[To be done]: Rescale the items below by reproducing every line, requests included, with each bounding box coordinate in the answers multiplied by 1.95 and rounded to the nearest whole number, halves rounded up. Leave the numbers in the requests and in their format samples unchanged.

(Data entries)
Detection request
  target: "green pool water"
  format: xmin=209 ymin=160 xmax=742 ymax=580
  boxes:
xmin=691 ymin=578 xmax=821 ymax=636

[Exercise response]:
Detection request
  target: "green pool water"
  format: xmin=209 ymin=160 xmax=742 ymax=580
  boxes:
xmin=1347 ymin=1127 xmax=1601 ymax=1240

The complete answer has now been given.